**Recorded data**
---*---
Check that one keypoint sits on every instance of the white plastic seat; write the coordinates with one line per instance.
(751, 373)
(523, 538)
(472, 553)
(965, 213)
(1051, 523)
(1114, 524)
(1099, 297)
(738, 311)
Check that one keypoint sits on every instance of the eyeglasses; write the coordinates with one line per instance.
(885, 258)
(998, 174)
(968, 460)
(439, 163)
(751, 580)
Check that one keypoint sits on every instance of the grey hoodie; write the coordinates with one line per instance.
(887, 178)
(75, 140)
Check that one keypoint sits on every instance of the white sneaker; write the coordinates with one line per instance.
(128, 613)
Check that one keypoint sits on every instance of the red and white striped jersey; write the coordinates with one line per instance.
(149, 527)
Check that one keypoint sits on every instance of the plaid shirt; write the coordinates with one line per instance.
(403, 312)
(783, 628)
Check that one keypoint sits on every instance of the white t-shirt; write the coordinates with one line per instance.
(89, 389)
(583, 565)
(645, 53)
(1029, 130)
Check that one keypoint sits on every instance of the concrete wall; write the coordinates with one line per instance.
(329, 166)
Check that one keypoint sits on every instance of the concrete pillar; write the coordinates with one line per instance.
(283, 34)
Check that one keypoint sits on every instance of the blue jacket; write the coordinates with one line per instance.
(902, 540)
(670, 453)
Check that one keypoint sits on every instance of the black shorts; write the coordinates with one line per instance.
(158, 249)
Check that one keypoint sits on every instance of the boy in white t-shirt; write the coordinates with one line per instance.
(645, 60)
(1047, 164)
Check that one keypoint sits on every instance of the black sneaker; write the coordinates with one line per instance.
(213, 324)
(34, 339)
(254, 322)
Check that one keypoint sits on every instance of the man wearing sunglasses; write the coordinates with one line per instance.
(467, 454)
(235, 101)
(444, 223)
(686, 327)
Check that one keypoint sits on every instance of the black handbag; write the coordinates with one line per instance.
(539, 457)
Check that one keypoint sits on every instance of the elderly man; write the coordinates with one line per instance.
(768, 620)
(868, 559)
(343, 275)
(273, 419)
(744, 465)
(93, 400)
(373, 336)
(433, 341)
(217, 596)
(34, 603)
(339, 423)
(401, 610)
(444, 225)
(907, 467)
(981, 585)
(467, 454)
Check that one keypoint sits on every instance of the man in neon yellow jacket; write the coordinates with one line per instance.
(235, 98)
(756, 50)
---*---
**WORK TASK**
Retype the records above in full, with no differences.

**ANSWER SPACE**
Check that one keypoint sits on every instance of the white plastic seat; write the coordinates with one line per instance.
(751, 373)
(523, 538)
(472, 553)
(965, 213)
(1051, 523)
(1114, 524)
(1099, 297)
(738, 311)
Check that one keypoint sits on every instance of the eyeglasses; write the coordinates with one line per instance.
(885, 258)
(998, 174)
(968, 460)
(439, 163)
(751, 580)
Check that one keypoint sits on every instance of the grey hoodie; write the coordinates with one line per instance.
(887, 178)
(75, 140)
Check that one keypoint sits on every instance of the white sneaker; write the coordinates with one line per instance.
(128, 613)
Check that one keypoint sits on every instance of the red and white striped jersey; write the coordinates with one line per instance.
(149, 527)
Check that one keypoint sits on every instance of the plaid shirt; write the coordinates with one line per instance.
(403, 312)
(783, 628)
Check that one keypoint sits on every instance of the white t-shirt; write the coordinates with one line per instance.
(89, 389)
(583, 565)
(645, 53)
(1029, 130)
Check that one keypoint sits on every instance of the concrete wall; write the coordinates with one line per instance.
(329, 166)
Check that one keypoint sits on every instance of the concrete pillar; write the coordinates with one line per instance.
(283, 34)
Check that one keypoint sits on every instance of the blue jacket; write the coordinates with one line per instance.
(902, 540)
(670, 453)
Check that one keypoint sits on every instance of the black shorts; write the coordinates with one line per instance.
(158, 249)
Check that one keypoint sits on every instance of the boy in white t-shirt; write the coordinates with one line per instance.
(645, 60)
(1047, 164)
Check that one keypoint sits on every instance of the black sneaker; write the coordinates with one line per instance.
(213, 324)
(34, 339)
(254, 322)
Check that one keypoint sits on every instance of the man wearing sunglasses; write the coordinates with one line per instance.
(467, 454)
(235, 101)
(444, 223)
(686, 327)
Check that one keypoint sits on every instance of the black handbag; write the coordinates with one line per instance.
(539, 457)
Check that one keypoint sits on every instance of the elderly man; write the coordinates with one line per instance.
(768, 620)
(868, 559)
(343, 275)
(273, 419)
(744, 465)
(93, 400)
(373, 336)
(433, 341)
(217, 596)
(34, 603)
(339, 423)
(401, 610)
(444, 225)
(907, 467)
(981, 585)
(467, 454)
Check that one keypoint sits on every instance of the man in neon yellow jacket; write the coordinates with one line per instance.
(235, 98)
(756, 50)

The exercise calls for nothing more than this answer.